Short task:
Please copy out the records below, starting at the line containing "Ground the tile roof visible above." and continuing through the end of the records, with both ends included and every request line kept. Shift each bounding-box coordinate in the answers by -42.
── Exercise input ──
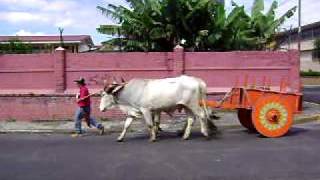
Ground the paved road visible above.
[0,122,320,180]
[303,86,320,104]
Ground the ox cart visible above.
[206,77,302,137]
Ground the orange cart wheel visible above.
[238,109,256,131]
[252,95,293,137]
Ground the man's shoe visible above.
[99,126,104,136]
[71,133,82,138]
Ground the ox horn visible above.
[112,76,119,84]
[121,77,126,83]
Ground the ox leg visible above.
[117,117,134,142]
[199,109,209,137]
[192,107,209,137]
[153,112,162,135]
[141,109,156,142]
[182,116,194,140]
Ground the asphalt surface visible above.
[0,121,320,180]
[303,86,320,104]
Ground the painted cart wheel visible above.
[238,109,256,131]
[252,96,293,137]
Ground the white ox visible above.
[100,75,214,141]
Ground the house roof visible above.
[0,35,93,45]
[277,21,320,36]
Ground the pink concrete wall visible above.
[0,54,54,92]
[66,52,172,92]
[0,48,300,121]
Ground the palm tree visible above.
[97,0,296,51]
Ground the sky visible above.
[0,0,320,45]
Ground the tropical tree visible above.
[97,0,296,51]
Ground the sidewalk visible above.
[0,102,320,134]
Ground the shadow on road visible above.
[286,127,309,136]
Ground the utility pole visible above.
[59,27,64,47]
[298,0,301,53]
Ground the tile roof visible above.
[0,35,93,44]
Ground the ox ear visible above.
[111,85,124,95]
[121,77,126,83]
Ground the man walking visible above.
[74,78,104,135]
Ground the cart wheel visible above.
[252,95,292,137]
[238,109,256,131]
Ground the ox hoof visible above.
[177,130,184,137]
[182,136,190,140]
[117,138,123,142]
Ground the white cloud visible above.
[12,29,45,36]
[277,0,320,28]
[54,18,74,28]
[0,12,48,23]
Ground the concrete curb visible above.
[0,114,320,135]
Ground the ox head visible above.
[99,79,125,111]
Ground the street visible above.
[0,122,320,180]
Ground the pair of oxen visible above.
───
Written solution:
Ground the tile roof visible above.
[-42,-7,51,2]
Ground the ox ear visible above.
[69,43,82,53]
[79,35,84,41]
Ground the man walking visible above.
[32,36,62,93]
Ground the cart wheel visible above.
[210,53,250,95]
[196,67,214,89]
Ground the ox hoof visible above.
[135,88,142,95]
[140,94,148,98]
[75,96,81,100]
Ground the white cloud visible above.
[-30,-13,3,-6]
[235,-42,278,-14]
[12,-24,32,-14]
[-42,-30,6,-19]
Ground the concrete curb visible above.
[-42,72,278,93]
Ground the ox head visible above.
[57,37,83,69]
Ground the street visible above.
[-42,80,278,138]
Ground the pair of oxen visible above.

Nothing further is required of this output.